What is asked :: Provide an exact transcription of all the records.

Data listing ::
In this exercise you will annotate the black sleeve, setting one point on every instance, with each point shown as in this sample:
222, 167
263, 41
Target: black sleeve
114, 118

Response to this task ::
In this exercise you will annotate the black sleeve, setting one point on every instance, with each point shown as in this sample:
222, 167
263, 41
Target: black sleeve
114, 118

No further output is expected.